Article -
— BEGIN —
# Epic 1: Canonical Schema & Anti-Corruption Layer — Jira Ticket

## Business Justification & Problem Statement

We are building a highly concurrent, bidirectional sync engine between SuiteX and NetSuite. We currently face critical data type mismatches: NetSuite has inconsistent internal data representations (e.g., Checkboxes return as "T"/"F", dates are timezone-dependent, and multiselect array orders are not guaranteed). If we allow NetSuite's raw formats or SuiteX's raw database rows to enter the durable event stream, our Three-Way Merge orchestrator will fail. Furthermore, we cannot unblock the frontend team to build the Node.js Mock Server (Epic 3) without knowing exactly what data structures they need to validate against.

## Proposed Solution

To resolve this without tightly coupling SuiteX to NetSuite, we will establish an **Anti-Corruption Layer (ACL)** through strict JSON Schema validation. We will define a universal **Canonical Event Envelope** and specific record payload schemas (restricted to Project and Project Task for this MVP slice). Both the NetSuite emitters and SuiteX publishers must normalize their data to match this canonical JSON schema before publishing to the event backbone.

## Technical Requirements

### The Canonical Event Envelope

- Define the universal JSON wrapper that all events must use.
- **Must require:** `eventId`, `accountId`, `recordType`, `recordId`, `eventType`, `source`, `timestamp`, and `changes`.
- **Must enforce** attribution metadata for circular update prevention: **sourceSystem** (enum) and **writeId** (UUID).
— END —
Supplied records -
— BEGIN —
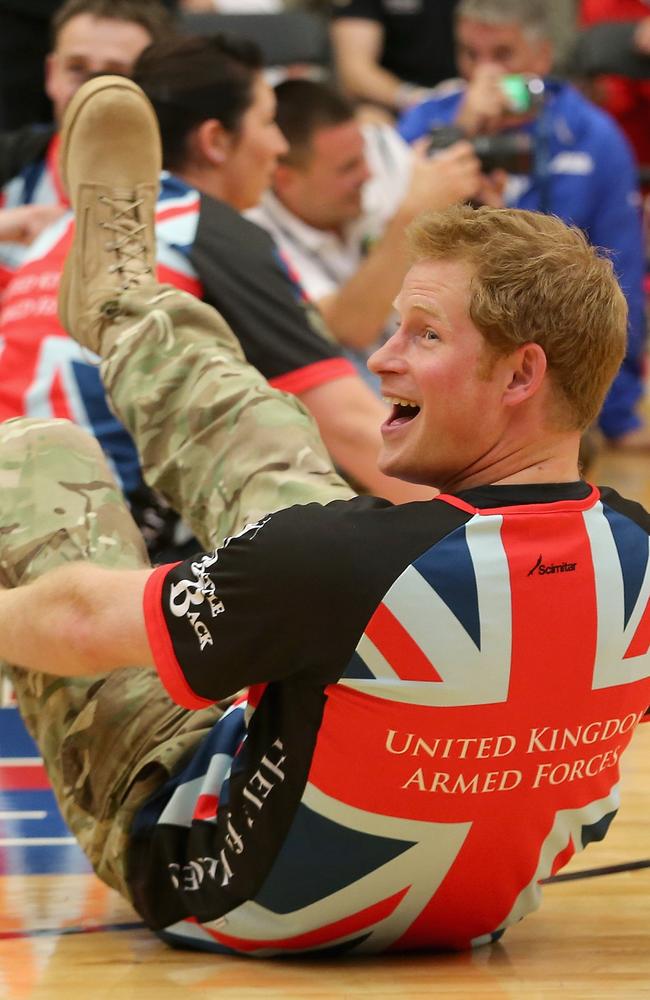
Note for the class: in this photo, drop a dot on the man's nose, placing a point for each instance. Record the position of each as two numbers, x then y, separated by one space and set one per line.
389 357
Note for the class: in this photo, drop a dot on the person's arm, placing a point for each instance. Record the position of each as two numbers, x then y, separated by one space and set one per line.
615 225
76 621
349 416
357 312
357 47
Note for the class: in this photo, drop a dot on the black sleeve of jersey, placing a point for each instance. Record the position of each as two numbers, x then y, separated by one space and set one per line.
19 149
245 279
630 508
369 10
289 597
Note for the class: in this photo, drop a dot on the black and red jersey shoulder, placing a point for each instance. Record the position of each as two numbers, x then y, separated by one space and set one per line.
447 681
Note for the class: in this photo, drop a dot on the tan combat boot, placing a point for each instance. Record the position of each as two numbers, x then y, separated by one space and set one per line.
110 166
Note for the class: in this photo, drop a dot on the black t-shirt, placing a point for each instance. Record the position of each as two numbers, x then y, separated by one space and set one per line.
446 681
236 267
418 36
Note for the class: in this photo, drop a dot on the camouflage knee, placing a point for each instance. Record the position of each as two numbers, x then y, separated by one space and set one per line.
59 502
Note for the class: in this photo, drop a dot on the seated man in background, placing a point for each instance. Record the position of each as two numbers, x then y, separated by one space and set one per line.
88 37
221 142
341 199
582 168
402 726
390 54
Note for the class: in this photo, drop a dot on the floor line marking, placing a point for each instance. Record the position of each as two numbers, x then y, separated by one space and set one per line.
62 932
23 814
35 841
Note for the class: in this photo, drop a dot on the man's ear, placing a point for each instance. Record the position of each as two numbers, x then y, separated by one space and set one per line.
527 369
47 74
212 142
284 177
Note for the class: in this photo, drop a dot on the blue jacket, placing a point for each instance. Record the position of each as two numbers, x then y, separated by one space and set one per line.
586 174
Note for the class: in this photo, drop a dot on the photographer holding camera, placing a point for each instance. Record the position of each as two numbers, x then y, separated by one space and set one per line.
564 156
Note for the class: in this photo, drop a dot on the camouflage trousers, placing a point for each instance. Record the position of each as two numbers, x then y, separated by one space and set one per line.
223 448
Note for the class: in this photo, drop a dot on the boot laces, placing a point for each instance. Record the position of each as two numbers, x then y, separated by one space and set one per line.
129 242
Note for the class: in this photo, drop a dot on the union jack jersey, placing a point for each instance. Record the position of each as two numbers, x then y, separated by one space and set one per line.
29 175
439 696
44 373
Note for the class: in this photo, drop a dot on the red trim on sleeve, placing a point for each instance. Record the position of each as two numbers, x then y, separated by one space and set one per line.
168 667
184 282
532 508
313 375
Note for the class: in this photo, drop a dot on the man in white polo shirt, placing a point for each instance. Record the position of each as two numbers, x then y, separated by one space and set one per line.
341 200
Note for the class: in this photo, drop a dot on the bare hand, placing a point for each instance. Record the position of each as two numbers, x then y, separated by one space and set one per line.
25 223
452 175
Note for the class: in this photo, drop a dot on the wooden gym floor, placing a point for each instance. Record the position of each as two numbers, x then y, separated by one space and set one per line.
65 936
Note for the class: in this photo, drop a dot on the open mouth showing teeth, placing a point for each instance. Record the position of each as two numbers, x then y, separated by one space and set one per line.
402 411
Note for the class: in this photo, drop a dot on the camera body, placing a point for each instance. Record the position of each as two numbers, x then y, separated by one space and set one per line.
511 151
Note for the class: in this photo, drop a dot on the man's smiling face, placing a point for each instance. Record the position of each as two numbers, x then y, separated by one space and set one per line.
445 387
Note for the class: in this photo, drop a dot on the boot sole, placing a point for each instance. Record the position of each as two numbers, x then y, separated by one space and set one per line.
78 103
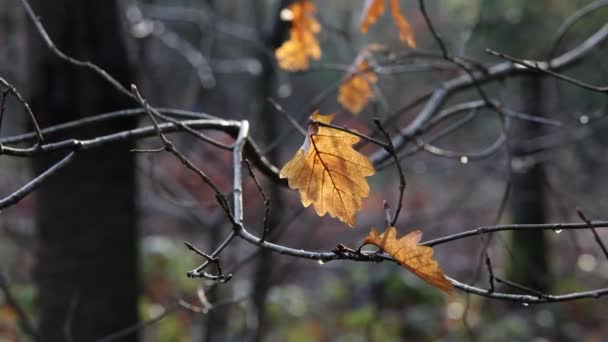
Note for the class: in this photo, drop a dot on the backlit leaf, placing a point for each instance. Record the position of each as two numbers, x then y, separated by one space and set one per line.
294 54
375 8
372 10
417 259
328 172
406 34
357 88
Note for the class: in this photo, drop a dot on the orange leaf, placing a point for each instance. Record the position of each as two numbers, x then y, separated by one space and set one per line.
328 172
357 88
375 8
294 54
417 259
405 30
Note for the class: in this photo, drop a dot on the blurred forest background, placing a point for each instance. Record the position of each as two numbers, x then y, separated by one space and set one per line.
101 245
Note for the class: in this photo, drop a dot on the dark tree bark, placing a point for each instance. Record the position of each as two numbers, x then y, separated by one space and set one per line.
529 260
86 214
273 35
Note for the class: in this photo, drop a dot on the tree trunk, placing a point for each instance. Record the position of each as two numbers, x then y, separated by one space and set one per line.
86 215
529 264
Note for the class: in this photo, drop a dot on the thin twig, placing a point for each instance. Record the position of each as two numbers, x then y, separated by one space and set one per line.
391 149
266 199
596 236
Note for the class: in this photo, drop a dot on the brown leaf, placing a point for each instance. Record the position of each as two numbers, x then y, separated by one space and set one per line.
375 8
294 54
371 12
417 259
406 34
328 172
357 88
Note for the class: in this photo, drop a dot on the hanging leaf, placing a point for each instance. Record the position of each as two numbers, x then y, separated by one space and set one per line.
328 172
406 34
375 8
371 12
357 87
417 259
294 54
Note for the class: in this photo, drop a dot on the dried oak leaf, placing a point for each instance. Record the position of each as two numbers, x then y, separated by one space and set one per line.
357 87
375 8
417 259
294 54
328 172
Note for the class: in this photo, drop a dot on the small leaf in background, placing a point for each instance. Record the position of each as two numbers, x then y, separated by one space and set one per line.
302 45
357 88
375 8
417 259
328 172
371 12
406 34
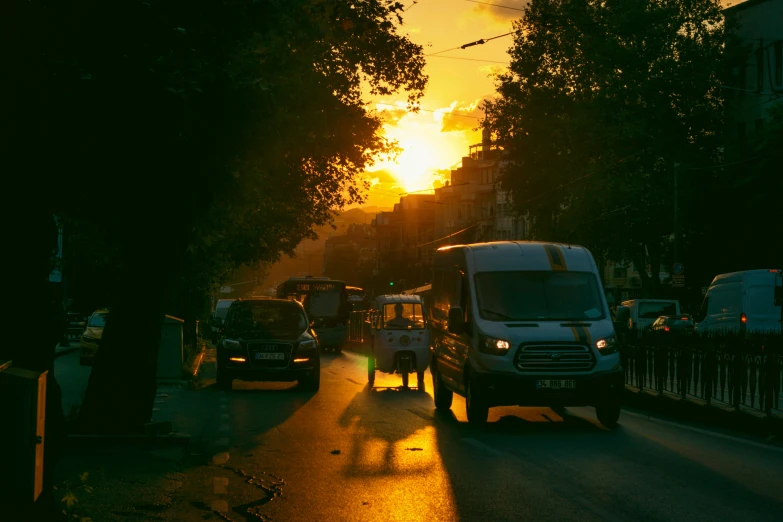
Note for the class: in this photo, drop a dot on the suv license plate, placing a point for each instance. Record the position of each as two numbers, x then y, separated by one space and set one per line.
268 356
555 384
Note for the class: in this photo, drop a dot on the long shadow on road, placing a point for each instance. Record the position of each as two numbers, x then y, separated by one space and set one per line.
575 470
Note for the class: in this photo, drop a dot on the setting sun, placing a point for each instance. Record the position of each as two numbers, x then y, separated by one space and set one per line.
425 148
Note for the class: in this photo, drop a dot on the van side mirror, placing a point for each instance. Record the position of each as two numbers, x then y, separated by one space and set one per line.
621 320
456 320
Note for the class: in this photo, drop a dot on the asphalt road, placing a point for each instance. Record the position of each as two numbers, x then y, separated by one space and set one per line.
270 452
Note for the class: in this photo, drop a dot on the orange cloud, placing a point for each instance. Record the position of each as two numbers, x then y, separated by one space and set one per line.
466 117
502 13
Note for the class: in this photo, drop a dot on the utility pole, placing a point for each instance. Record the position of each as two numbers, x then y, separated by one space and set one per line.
676 214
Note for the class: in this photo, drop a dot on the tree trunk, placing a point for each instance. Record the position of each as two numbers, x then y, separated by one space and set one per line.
656 252
122 385
639 259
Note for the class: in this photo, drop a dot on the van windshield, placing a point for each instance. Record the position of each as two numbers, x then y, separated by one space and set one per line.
539 296
654 310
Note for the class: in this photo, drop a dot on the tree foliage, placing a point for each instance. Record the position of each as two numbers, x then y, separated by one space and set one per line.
601 101
199 136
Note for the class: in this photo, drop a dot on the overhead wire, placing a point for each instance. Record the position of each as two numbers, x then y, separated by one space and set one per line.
471 44
496 5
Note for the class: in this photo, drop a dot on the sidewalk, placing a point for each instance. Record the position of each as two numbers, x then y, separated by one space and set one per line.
132 478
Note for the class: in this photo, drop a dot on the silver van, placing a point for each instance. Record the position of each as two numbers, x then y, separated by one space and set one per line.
522 323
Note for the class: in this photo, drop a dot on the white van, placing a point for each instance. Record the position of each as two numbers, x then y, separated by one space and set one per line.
741 301
522 323
644 312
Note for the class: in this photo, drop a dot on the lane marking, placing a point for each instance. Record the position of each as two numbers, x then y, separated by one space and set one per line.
705 432
220 506
420 412
597 510
483 447
219 485
220 458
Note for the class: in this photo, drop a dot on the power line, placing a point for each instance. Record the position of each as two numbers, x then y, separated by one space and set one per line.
496 5
471 44
470 59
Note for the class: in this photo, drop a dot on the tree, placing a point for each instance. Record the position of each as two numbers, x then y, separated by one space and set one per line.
601 101
202 136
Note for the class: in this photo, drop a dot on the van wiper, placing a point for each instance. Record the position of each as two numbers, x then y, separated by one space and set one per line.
498 314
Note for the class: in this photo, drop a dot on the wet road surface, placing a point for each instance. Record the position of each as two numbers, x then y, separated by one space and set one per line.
270 452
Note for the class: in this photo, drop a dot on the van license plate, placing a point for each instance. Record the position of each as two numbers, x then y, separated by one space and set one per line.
272 356
555 384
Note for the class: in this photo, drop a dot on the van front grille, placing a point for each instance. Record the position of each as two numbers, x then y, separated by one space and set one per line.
554 358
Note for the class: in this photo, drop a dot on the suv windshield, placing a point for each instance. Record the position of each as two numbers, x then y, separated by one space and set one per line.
538 296
655 310
97 320
265 318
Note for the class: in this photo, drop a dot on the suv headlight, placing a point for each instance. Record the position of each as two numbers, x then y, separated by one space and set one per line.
493 345
232 345
607 345
307 345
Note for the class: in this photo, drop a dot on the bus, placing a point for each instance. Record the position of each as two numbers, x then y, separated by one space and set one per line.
357 298
326 303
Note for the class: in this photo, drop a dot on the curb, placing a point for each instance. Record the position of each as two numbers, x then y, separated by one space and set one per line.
140 439
65 351
709 415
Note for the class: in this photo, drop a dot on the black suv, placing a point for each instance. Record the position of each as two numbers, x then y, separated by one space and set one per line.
268 340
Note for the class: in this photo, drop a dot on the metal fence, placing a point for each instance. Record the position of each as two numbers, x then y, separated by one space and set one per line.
732 371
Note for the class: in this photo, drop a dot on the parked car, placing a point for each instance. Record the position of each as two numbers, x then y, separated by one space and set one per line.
644 312
76 324
522 323
268 340
91 337
673 325
741 301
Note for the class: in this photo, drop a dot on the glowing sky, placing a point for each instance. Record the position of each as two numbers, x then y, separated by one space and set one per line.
435 138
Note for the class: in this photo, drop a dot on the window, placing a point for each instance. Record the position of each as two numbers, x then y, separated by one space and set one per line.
725 299
97 320
653 310
538 296
266 318
403 316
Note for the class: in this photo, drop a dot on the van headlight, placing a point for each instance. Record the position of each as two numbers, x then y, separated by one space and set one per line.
493 345
607 345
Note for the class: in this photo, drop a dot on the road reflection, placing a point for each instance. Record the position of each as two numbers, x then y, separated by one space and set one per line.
395 454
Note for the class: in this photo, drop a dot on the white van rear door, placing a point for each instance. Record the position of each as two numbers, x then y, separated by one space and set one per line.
760 309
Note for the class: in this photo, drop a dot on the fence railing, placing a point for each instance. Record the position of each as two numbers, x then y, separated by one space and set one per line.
730 371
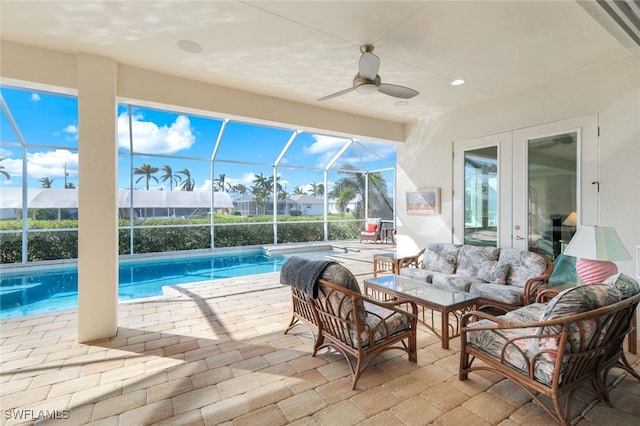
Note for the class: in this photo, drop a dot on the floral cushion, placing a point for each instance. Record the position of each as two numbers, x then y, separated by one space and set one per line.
342 276
501 293
454 282
441 257
470 258
493 271
518 352
523 265
573 301
624 283
417 274
380 323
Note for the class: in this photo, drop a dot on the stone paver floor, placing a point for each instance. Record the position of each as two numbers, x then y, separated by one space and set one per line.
215 353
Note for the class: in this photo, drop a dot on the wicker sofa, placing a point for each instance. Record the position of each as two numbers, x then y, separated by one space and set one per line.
552 349
505 278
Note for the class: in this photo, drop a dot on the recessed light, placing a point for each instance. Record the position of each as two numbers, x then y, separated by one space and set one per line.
189 46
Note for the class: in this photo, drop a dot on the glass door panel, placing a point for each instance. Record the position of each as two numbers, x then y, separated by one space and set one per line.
552 181
481 196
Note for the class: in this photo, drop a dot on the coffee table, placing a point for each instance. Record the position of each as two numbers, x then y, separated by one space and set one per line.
386 263
450 304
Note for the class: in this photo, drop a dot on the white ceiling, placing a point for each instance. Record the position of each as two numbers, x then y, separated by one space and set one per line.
303 50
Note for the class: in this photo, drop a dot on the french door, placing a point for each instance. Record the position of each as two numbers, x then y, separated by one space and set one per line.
526 188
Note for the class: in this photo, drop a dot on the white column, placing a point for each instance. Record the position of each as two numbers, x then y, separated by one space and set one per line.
97 198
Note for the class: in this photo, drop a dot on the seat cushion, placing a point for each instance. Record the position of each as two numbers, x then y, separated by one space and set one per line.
501 293
381 323
453 282
471 257
493 271
519 352
524 265
417 274
441 257
573 300
624 283
343 277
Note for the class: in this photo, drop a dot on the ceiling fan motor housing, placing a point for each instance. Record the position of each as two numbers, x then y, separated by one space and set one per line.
364 85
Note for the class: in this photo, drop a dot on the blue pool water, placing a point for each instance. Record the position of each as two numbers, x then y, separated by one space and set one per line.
47 290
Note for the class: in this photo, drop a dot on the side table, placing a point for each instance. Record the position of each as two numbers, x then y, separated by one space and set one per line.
386 263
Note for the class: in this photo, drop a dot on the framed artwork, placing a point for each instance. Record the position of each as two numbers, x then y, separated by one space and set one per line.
424 201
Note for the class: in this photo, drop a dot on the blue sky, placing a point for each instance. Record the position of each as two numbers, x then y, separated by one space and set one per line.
49 123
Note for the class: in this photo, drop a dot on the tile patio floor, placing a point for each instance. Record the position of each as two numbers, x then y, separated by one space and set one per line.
215 354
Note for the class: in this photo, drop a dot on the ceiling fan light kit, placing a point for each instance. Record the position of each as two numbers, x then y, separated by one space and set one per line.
368 81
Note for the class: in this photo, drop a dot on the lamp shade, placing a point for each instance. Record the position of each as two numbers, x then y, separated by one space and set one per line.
597 243
571 220
596 247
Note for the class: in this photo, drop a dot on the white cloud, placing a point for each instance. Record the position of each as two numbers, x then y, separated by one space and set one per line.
72 131
41 164
327 146
149 137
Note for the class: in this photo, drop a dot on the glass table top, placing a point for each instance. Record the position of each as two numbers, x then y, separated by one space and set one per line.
420 290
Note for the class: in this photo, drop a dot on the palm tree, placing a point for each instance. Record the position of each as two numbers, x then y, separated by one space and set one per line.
3 172
45 182
170 176
239 189
352 186
317 189
147 171
188 184
220 184
260 182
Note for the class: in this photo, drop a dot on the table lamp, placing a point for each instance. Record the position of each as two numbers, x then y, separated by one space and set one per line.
596 247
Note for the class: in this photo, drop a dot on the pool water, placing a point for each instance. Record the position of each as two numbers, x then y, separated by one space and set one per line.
48 290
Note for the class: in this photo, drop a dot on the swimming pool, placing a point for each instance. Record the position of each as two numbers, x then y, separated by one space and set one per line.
40 290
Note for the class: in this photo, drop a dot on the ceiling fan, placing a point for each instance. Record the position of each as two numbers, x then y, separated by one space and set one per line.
368 81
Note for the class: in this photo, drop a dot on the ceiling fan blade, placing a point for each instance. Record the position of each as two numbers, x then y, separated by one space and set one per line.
397 91
335 95
369 66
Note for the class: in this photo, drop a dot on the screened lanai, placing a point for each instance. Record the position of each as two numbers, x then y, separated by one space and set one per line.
221 182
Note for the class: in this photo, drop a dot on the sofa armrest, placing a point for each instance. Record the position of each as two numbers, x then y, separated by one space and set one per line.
532 284
414 261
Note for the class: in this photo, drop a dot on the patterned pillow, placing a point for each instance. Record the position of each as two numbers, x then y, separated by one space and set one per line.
343 277
627 285
493 271
470 258
573 300
441 257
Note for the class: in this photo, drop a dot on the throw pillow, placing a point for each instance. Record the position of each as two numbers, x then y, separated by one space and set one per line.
493 271
624 283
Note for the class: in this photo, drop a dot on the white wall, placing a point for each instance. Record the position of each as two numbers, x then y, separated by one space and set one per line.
611 90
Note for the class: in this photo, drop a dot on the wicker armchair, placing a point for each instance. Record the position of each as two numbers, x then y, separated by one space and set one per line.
362 328
372 230
552 357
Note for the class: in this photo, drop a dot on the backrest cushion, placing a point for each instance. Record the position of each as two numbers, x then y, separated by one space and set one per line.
573 300
524 265
470 258
343 277
441 257
579 299
493 271
624 283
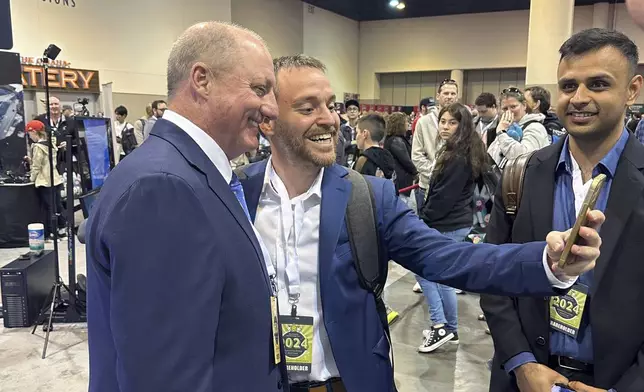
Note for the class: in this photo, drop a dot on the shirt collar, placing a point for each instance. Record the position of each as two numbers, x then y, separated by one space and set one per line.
274 186
207 144
608 163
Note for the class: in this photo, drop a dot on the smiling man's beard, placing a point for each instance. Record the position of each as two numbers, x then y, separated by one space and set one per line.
293 145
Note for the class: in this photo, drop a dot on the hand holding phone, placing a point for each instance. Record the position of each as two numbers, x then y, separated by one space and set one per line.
588 205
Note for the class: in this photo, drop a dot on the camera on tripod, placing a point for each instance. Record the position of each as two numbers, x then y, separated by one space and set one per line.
83 111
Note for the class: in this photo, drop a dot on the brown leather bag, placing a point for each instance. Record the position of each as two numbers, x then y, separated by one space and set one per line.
512 182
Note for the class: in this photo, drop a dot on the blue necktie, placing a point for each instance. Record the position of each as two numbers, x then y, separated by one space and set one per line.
237 189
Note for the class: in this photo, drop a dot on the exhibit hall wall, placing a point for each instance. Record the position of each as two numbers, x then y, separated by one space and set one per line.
279 22
126 41
334 40
13 145
496 40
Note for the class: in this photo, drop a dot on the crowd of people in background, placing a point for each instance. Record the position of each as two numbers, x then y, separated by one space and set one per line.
435 157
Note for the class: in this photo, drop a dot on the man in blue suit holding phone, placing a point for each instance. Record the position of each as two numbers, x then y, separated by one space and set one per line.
297 200
179 295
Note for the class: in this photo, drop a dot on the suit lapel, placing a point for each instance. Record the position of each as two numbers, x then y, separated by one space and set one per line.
541 197
335 197
200 161
625 189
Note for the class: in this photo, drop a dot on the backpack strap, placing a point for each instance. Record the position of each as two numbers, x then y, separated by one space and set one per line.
512 182
362 227
363 234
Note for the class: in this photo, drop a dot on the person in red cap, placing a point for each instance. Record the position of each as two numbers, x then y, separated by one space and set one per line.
40 176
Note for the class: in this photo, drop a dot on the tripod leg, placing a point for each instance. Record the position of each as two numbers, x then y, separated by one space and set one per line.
51 316
44 307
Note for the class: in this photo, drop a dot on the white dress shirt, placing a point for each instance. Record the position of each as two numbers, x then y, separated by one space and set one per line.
291 230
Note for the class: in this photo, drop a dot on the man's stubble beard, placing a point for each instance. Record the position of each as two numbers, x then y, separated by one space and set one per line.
295 151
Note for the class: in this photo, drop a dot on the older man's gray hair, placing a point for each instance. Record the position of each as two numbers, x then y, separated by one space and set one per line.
214 43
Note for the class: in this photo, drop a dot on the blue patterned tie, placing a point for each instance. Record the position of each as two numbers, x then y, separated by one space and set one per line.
237 189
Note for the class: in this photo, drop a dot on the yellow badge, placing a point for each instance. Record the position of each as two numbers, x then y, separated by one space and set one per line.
276 331
567 311
297 337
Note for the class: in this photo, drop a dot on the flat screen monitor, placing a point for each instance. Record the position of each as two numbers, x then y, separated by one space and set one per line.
93 150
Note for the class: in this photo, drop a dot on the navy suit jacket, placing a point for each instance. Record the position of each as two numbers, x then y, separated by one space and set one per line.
360 348
178 295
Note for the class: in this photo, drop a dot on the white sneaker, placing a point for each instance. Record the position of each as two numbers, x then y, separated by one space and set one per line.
453 340
436 337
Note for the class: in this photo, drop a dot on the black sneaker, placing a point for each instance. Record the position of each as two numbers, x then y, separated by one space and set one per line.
435 338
— END —
Tasks -
A: In the ticket, what form do NetSuite checkbox values come back in?
B: Return everything in the ticket from "## Technical Requirements" down to "and **writeId** (UUID).", copied word for word.
C: List every field that the ticket says the Canonical Event Envelope must require.

Solutions to each task -
A: As "T"/"F".

B:
## Technical Requirements

### The Canonical Event Envelope

- Define the universal JSON wrapper that all events must use.
- **Must require:** `eventId`, `accountId`, `recordType`, `recordId`, `eventType`, `source`, `timestamp`, and `changes`.
- **Must enforce** attribution metadata for circular update prevention: **sourceSystem** (enum) and **writeId** (UUID).

C: eventId, accountId, recordType, recordId, eventType, source, timestamp, changes